After locating the line that contains "Look at the photograph above. For each instance of the mossy" in the listing below, write out that line and every following line exactly, with no other output.
=====
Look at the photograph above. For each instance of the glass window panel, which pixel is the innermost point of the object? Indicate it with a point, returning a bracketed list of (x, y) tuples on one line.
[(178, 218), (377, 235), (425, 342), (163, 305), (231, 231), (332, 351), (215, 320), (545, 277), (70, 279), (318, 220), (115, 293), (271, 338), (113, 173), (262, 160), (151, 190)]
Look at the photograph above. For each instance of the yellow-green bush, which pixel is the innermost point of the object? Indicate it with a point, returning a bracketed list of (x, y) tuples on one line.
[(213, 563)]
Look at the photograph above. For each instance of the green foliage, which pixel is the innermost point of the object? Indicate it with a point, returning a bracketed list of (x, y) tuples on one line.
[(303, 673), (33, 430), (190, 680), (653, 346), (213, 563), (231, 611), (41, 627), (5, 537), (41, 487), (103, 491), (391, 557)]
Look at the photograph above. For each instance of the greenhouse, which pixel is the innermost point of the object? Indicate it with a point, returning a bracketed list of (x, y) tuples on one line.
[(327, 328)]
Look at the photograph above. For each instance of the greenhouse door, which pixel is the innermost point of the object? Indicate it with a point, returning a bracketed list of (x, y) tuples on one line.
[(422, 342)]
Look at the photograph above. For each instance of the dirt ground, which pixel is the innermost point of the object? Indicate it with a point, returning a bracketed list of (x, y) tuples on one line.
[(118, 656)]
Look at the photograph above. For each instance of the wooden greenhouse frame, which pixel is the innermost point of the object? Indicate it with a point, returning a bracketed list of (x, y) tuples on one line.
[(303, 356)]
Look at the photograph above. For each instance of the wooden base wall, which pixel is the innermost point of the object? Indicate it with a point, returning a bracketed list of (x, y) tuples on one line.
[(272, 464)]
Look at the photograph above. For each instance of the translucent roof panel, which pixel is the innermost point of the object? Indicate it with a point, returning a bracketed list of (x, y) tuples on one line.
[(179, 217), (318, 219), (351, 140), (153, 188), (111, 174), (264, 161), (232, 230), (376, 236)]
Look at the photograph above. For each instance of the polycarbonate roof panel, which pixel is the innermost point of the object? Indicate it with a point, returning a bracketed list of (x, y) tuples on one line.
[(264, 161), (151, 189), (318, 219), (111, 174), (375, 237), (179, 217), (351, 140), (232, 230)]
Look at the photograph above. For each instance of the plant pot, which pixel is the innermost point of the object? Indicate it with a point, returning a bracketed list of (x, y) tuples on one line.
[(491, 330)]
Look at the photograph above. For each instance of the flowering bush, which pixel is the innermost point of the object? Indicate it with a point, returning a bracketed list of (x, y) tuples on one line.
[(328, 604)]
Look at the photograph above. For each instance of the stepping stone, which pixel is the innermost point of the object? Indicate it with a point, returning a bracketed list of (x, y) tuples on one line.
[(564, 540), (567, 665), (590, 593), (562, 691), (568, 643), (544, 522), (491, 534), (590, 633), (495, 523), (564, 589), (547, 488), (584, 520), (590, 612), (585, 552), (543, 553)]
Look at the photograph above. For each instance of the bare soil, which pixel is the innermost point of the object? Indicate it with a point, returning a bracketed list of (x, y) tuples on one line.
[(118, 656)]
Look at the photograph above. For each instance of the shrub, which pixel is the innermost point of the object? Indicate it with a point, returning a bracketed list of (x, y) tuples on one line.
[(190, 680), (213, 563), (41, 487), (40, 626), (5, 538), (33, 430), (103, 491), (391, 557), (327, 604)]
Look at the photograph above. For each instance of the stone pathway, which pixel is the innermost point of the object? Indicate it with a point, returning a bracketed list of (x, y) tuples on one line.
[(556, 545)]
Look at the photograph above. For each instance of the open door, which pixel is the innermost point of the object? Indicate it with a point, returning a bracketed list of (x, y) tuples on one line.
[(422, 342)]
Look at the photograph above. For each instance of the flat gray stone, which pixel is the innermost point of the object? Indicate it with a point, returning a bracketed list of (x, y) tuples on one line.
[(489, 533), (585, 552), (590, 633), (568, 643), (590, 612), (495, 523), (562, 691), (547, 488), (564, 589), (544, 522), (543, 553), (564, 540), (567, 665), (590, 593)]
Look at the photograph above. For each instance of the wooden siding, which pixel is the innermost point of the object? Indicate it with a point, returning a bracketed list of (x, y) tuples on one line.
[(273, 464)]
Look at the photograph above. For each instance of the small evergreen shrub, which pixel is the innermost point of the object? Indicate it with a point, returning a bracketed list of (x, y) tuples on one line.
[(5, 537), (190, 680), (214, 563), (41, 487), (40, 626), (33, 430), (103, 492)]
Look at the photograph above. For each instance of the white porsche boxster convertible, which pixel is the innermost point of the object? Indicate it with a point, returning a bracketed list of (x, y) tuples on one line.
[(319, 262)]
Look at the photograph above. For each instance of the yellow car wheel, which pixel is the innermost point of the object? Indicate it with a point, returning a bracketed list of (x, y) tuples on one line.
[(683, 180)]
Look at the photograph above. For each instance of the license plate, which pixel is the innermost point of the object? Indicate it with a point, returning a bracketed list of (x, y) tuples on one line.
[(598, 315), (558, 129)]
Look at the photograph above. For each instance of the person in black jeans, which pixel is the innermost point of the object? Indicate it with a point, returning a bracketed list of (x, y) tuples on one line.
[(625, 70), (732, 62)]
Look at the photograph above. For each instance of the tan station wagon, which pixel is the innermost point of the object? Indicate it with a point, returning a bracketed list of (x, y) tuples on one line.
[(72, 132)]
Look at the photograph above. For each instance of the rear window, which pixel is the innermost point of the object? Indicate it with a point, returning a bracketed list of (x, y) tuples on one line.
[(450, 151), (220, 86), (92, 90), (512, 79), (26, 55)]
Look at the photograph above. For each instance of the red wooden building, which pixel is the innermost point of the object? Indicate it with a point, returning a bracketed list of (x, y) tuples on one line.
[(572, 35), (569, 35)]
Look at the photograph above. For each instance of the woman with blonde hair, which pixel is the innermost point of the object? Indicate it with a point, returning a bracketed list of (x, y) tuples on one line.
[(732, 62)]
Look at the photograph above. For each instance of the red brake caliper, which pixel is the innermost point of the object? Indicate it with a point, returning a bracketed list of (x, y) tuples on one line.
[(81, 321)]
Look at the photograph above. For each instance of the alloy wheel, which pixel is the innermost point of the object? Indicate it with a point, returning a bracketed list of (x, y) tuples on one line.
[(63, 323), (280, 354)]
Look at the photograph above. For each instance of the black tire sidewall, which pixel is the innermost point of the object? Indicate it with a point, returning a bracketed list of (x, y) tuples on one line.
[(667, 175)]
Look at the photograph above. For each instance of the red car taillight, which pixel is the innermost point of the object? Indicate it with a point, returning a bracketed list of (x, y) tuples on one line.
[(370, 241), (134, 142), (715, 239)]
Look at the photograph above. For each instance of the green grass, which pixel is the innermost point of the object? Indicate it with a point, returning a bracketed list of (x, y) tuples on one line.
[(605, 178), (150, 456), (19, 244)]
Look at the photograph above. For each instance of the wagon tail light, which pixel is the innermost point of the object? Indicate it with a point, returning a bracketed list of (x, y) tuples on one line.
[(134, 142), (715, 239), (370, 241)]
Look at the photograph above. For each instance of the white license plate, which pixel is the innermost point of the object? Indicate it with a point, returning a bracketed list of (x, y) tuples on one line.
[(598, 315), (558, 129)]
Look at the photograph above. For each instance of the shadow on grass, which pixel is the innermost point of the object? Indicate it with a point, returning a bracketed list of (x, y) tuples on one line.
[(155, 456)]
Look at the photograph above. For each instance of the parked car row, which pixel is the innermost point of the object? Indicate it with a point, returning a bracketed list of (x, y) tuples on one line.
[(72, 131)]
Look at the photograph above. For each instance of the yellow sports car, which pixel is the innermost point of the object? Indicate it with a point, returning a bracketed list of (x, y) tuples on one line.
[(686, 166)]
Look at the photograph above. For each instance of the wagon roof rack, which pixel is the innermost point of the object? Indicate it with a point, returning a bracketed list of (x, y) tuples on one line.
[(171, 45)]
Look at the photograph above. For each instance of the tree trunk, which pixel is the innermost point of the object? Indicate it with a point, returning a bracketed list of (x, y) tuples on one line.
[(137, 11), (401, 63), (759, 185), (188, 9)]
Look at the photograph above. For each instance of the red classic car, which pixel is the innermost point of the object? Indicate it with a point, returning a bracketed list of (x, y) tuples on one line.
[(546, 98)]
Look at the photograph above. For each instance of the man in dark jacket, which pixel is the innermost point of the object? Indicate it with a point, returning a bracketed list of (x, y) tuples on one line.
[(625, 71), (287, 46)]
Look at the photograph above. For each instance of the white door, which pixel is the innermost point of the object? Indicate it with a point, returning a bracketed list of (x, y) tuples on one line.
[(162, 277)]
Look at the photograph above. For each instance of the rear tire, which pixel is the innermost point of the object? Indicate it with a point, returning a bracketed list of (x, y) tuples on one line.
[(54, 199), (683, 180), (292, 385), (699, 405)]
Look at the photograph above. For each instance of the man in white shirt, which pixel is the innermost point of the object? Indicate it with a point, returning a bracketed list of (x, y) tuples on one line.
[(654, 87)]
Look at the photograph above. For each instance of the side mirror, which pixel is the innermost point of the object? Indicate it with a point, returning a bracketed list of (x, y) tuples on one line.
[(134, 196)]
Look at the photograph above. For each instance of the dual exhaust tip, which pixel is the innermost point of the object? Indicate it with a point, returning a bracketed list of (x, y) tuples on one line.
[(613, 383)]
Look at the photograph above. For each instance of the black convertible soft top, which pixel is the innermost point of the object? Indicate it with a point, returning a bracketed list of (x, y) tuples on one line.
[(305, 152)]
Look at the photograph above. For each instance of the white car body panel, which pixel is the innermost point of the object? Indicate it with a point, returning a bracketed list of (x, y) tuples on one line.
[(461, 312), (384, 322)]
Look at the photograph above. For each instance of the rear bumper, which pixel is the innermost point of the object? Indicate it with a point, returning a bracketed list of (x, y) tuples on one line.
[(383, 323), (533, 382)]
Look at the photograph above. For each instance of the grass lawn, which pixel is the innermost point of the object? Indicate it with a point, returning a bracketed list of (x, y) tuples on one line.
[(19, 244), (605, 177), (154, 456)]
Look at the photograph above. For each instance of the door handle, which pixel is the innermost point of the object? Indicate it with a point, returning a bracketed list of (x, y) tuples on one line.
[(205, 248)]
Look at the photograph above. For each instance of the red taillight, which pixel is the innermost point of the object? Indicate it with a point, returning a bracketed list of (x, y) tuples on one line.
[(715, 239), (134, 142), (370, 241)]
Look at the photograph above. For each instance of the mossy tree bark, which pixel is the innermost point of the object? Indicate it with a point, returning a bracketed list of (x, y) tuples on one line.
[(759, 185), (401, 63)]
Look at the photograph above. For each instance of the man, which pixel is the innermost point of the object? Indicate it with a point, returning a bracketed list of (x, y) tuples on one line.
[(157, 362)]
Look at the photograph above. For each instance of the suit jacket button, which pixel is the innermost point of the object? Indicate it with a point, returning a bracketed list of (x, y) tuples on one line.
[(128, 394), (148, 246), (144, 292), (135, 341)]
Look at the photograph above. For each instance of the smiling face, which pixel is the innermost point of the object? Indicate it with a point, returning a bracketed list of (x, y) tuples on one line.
=====
Solution:
Look at the photograph above. For each instance of the mossy tree bark, which pixel is the innermost point of the object? Indicate it with a point, returning a bracketed list of (x, y) tuples on one line.
[(759, 185), (401, 63)]
Look at the photograph above. For each instance of the man, which pixel is the innermost point of the object? Indicate it with a point, returning a bracketed list of (x, y) tuples on one line.
[(157, 362)]
Look at the photograph above. For each instance of the suit jacket button, which pixel is the innermost point of the object? Indicate it with a point, returning a bracketed list of (x, y) tuples on one line.
[(128, 394), (148, 246), (144, 292), (135, 341)]
Look at the photograph above. For each instance of the smiling face, which pixel is the innermost point of the object? Indicate it with a point, returning a bracketed list of (x, y) tuples on one line.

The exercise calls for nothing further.